__Anforderung 1__
Beantworte anhand des Forenauszugs über Dialogwerkzeuge die folgenden Fragen.
(a) Welches Paket wird im ersten Beitrag empfohlen?
(b) Welches Werkzeug hat laut dem zweiten Beitrag weniger Abhängigkeiten als kdialog?
(c) Unter welchen Umständen startet das Script mit zenity nicht?
__Anforderung 2__
Prüfe für jede der folgenden Aussagen, ob sie mit dem Forenauszug über Dialogwerkzeuge übereinstimmt, und belege deine Antwort mit den entscheidenden Worten daraus.
(a) Wenn es nur um eine Auswahl geht, kann man auch xmessage verwenden.
(b) Tinitus verwendet KDE.
(c) Beim Start per cron erscheint ein Eintrag im Syslog.
__Anforderung 3__
Setze den Forenauszug über Dialogwerkzeuge nach seinem letzten Satz fort.

__Bereitgestellter Auszug__
* * * * *

Kann dir für solche Sachen "gnome-extra/zenity" empfehlen. Ist sehr einfach und ist auch

alles dabei password abfrage textbox usw. Weiss aber nicht wie das mit den abhängikeiten

ist wenn du ein nicht Gnomer bist.

MfG

----------

## mv

gtkdialog (hat weniger Abhängigkeiten und ist mächtiger als kdialog).

xdialog wurde ja schon erwähnt.

Falls es nur um eine Auswahl geht, kann man auch xmessage verwenden.

Eine weitere Möglichkeit wäre Starten eines Terminal-Emulators (xterm/konsole/gnome-terminal/aterm/eterm/xvt/rxvt/...) mit einem eigenen sh -C "...- Kommando.

----------

## Tinitus

Hallo,

da ich gnome verwende wollte ich gerne zenity verwenden. Das Script mit zenity startet aus der Konsole zufriedenstellend. Will ich es aber per cron oder aus einem laufendem Prozess starten klappt es nicht. Ich bekomme nicht mal im Syslog einen Eintrag.

* * * * *

(Einige Datensätze)
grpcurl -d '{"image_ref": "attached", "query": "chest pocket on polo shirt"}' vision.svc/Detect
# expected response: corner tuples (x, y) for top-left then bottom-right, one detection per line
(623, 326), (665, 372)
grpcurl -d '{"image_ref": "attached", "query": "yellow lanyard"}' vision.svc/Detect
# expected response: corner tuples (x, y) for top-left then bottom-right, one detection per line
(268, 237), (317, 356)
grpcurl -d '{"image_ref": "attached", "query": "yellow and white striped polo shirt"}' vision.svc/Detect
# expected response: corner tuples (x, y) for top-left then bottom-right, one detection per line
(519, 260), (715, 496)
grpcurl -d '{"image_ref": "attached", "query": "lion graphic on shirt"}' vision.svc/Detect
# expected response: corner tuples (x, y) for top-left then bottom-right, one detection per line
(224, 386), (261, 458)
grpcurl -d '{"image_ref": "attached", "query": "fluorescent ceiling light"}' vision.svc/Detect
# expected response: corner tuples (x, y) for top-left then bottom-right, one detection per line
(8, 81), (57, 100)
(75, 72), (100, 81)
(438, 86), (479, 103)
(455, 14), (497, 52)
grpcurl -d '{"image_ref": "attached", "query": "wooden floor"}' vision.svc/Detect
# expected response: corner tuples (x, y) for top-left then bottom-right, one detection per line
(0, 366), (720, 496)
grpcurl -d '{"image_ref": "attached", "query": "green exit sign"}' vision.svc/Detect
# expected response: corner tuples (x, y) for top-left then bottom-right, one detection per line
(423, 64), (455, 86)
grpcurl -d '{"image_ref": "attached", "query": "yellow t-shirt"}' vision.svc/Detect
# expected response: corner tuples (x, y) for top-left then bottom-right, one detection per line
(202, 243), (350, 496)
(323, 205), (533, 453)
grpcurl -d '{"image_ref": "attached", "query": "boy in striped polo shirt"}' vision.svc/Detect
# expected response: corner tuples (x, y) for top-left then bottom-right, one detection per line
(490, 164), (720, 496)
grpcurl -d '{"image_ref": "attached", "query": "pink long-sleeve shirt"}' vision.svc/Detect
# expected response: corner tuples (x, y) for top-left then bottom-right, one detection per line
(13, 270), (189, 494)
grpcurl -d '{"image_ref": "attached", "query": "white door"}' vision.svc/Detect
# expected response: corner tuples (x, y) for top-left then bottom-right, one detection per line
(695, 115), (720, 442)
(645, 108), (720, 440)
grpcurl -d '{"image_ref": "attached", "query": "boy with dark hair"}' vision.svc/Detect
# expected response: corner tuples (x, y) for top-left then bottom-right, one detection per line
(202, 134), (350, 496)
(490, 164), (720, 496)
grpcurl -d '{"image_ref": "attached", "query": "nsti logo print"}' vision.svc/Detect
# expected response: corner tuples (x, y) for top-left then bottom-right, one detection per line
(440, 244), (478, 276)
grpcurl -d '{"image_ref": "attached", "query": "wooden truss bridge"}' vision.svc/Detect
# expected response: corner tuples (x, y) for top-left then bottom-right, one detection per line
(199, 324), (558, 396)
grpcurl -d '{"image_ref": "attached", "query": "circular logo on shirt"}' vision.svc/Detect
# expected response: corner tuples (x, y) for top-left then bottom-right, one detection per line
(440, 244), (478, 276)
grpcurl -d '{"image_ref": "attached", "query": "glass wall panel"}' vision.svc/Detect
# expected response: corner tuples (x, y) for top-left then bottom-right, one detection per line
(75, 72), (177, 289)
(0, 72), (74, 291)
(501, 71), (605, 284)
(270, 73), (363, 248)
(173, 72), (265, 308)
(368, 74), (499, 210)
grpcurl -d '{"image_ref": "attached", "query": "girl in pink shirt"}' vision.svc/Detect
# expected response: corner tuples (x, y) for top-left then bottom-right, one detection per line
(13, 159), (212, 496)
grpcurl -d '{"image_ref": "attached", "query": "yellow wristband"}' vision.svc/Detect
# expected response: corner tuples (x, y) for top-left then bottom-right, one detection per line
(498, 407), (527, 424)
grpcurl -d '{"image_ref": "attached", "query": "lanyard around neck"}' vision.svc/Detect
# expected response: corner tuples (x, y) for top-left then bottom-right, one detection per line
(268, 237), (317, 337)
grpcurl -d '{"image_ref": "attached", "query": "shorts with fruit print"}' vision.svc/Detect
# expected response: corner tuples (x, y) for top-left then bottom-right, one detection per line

* * * * *

__Antwort zur Aufgabe 1__
(a) gnome-extra/zenity
(b) gtkdialog
(c) Wenn es per cron oder aus einem laufenden Prozess gestartet wird.

__Antwort zur Aufgabe 2__
(a) Ja: „Falls es nur um eine Auswahl geht, kann man auch xmessage verwenden.“
(b) Nein: „da ich gnome verwende wollte ich gerne zenity verwenden.“
(c) Nein: „Ich bekomme nicht mal im Syslog einen Eintrag.“

__Antwort zur Aufgabe 3__
Gruß

----------

## fuchur

Hi

 *Tinitus wrote:*   

> Hallo,
> 
> da ich gnome verwende wollte ich gerne zenity verwenden. Das Script mit zenity startet aus der Konsole zufriedenstellend. Will ich es aber per cron oder aus einem laufendem Prozess starten klappt es nicht. Ich bekomme nicht mal im Syslog einen Eintrag.
> 
> Gruß

 

Das sind ja mal eine menge infos  :Smile: .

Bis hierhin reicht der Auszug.